Data entries
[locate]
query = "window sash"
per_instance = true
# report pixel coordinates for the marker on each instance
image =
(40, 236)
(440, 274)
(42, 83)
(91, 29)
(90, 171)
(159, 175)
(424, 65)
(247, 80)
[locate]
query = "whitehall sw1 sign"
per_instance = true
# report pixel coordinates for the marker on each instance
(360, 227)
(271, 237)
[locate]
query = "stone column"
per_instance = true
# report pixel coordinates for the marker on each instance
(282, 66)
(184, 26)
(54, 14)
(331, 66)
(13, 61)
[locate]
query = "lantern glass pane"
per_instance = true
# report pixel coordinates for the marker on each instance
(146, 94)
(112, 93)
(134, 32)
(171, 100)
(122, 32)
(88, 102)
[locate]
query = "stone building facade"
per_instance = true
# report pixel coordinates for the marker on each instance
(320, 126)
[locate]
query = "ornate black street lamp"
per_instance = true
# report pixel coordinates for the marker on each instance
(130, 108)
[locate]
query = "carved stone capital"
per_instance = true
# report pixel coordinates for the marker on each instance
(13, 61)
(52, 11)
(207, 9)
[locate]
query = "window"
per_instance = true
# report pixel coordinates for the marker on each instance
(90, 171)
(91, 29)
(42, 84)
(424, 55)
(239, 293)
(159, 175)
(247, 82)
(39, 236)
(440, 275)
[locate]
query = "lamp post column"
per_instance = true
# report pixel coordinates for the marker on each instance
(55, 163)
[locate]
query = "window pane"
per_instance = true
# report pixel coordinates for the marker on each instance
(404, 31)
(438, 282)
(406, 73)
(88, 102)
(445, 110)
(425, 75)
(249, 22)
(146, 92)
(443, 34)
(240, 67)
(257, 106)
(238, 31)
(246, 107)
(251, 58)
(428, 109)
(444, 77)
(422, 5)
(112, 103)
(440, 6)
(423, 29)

- PROBLEM DETAILS -
What lines above contain the word "window"? Return each such line.

- RESPONSE TO THIS TASK -
query = "window sash"
query = "window"
query = "window pane"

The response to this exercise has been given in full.